» YOUR INSTRUCTIONS: Keep only the lines in the records below that contain the string "twig", matching case exactly, and copy each one.

» INPUT ROWS:
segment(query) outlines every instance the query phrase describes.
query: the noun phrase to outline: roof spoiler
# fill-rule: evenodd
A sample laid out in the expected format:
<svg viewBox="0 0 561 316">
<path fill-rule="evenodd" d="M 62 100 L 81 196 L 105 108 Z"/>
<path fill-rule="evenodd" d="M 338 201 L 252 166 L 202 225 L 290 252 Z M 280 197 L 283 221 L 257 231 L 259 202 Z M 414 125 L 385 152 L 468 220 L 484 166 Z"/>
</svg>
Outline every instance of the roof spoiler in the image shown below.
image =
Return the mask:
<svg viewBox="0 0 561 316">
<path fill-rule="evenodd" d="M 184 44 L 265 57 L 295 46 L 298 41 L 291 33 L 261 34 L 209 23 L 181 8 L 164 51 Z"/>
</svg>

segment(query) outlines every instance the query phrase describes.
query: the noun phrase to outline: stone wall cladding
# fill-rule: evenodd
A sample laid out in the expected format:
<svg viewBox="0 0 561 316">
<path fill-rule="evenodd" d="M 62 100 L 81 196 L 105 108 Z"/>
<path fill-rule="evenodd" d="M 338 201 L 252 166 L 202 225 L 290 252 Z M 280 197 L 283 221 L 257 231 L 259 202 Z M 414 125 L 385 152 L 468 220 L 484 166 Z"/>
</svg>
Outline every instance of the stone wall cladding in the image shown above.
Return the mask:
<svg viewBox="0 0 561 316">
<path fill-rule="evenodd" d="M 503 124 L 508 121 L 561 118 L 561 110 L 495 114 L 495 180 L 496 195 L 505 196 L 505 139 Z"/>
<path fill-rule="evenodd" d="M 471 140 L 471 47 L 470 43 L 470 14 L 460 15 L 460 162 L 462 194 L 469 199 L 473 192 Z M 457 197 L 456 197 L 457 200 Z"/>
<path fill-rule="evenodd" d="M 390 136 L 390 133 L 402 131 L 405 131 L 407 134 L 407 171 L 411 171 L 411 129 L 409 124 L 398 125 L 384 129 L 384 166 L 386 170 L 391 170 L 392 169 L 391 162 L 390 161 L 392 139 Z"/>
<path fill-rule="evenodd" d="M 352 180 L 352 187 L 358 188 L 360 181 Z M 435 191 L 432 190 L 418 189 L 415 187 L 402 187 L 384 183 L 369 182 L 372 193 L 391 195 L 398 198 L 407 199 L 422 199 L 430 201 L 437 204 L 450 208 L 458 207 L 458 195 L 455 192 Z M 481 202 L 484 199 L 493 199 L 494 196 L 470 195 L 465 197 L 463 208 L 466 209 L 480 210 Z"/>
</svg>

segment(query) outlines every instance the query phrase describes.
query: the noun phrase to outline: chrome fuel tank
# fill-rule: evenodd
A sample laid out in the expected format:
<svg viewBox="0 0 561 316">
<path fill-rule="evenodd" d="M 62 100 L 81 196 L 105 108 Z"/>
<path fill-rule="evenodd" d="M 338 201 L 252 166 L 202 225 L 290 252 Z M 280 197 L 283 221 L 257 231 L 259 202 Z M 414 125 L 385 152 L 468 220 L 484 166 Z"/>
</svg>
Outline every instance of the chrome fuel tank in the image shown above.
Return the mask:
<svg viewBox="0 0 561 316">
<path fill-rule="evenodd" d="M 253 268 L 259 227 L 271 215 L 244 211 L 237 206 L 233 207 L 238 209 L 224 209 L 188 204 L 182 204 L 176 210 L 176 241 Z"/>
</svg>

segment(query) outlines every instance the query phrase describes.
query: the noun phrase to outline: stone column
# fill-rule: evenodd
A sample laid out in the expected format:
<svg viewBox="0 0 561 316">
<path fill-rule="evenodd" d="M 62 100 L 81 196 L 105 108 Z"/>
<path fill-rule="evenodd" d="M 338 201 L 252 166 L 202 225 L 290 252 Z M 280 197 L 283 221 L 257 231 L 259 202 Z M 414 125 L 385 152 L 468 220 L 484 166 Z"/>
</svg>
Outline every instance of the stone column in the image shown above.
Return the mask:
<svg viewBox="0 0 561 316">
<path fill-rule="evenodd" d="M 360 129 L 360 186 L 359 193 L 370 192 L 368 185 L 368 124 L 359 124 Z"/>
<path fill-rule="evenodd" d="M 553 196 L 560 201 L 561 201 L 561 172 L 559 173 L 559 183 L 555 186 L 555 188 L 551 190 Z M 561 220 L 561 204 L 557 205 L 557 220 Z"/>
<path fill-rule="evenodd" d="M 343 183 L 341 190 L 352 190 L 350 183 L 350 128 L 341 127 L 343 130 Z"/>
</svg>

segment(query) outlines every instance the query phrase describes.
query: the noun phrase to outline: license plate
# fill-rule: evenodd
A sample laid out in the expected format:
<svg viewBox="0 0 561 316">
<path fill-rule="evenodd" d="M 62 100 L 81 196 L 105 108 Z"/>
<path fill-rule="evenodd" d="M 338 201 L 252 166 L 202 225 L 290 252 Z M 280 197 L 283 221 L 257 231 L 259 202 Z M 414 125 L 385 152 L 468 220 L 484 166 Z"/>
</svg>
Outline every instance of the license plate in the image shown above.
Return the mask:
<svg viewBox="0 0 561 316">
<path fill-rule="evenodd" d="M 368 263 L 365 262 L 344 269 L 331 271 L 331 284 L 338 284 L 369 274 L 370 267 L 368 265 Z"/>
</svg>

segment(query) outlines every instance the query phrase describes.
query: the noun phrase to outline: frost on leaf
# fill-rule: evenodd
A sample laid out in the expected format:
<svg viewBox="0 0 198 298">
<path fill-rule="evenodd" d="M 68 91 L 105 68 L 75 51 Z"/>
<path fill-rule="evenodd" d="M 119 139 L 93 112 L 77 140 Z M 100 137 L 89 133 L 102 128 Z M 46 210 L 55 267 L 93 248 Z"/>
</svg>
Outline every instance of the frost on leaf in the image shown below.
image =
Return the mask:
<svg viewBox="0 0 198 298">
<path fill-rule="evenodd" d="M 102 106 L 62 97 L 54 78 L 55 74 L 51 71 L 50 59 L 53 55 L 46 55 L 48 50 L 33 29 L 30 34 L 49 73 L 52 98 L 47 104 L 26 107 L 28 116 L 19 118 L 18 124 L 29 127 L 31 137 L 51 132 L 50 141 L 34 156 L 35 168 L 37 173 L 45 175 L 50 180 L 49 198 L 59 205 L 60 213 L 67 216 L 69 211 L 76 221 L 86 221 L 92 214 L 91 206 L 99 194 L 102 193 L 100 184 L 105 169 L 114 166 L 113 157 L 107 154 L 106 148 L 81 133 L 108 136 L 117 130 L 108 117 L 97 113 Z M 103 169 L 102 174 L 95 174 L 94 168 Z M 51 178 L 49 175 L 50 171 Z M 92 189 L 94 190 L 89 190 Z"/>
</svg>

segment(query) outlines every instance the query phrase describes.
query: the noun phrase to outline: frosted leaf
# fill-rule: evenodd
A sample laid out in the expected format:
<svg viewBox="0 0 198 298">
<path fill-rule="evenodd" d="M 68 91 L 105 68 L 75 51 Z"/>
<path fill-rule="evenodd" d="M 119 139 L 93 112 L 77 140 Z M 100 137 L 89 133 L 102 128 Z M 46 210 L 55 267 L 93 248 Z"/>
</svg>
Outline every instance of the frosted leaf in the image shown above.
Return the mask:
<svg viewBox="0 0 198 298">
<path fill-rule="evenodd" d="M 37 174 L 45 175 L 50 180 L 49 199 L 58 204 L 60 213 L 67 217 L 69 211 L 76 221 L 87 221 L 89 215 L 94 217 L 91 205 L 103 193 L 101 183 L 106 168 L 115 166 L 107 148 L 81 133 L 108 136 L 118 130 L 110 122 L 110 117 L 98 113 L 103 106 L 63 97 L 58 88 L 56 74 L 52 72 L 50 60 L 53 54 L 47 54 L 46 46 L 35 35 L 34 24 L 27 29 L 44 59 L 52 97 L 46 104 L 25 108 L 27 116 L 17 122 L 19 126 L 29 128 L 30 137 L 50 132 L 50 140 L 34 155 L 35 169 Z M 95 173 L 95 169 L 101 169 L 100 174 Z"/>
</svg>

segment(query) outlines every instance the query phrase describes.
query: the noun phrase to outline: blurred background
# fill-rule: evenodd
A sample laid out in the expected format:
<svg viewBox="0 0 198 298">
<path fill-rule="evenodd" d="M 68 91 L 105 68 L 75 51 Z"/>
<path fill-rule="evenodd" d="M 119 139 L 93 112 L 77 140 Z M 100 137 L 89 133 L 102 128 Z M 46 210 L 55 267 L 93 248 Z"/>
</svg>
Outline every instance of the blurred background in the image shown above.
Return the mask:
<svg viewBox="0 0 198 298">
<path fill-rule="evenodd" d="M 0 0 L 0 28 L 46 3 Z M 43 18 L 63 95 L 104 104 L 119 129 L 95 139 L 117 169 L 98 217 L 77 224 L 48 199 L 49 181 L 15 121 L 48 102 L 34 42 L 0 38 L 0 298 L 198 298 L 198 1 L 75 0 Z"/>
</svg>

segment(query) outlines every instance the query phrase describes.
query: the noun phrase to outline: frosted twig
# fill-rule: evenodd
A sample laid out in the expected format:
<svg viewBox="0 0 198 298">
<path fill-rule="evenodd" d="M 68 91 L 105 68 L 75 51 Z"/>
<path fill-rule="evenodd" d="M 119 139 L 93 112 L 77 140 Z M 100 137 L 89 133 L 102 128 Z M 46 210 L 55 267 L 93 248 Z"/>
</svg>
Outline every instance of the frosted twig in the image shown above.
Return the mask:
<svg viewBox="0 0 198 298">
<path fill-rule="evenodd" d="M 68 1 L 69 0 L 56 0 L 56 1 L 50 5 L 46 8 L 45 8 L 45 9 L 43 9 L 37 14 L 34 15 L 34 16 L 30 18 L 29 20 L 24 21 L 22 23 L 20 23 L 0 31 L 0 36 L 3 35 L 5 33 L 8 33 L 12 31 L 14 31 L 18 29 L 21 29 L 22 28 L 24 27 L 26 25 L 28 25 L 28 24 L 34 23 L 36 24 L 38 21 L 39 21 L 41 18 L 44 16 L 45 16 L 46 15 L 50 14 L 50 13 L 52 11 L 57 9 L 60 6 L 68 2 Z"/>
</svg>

» RIGHT ANSWER:
query: the noun phrase to outline: frosted twig
Outline every instance of the frosted twig in the image shown above.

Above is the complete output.